**Task to complete**
Return each line below that contains the word "mound".

**Point labeling lines**
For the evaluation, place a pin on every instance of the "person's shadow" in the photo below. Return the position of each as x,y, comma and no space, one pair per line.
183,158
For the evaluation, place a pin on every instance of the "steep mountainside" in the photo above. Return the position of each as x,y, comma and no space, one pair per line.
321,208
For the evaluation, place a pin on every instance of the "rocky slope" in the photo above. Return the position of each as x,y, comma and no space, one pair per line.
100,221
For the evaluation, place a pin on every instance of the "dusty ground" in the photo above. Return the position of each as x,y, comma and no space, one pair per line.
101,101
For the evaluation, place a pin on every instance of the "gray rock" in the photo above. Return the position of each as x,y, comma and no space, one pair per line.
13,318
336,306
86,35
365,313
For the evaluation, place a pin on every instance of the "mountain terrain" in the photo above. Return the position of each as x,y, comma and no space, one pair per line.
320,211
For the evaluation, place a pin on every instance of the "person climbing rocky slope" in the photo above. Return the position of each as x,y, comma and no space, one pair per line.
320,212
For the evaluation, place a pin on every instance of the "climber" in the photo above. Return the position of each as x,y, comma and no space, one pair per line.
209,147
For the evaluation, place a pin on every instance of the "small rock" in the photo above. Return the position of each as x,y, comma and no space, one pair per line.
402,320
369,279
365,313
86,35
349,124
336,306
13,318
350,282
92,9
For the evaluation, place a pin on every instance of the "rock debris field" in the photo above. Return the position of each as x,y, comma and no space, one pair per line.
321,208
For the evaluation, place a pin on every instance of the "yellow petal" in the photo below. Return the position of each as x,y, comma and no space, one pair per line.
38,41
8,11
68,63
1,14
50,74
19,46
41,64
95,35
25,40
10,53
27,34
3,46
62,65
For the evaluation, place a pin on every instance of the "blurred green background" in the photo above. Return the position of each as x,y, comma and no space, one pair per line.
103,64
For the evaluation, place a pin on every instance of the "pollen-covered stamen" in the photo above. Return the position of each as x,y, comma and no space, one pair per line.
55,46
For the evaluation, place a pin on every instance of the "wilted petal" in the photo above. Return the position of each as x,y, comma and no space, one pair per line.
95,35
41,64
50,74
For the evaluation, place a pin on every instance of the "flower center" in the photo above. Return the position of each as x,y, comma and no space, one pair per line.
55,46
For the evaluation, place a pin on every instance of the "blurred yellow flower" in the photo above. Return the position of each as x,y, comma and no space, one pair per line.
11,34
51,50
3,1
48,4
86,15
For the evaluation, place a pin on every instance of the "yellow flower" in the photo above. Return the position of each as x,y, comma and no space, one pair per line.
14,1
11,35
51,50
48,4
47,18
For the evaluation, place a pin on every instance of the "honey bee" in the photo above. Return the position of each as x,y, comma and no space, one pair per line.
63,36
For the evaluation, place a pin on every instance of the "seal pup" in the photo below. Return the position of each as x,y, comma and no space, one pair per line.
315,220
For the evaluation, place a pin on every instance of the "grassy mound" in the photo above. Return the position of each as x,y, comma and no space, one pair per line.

**Result**
For the evaluation, place a pin on every instance of the "grassy mound" in the photo above. Return the position of each as x,y, comma and no space, one pair per line.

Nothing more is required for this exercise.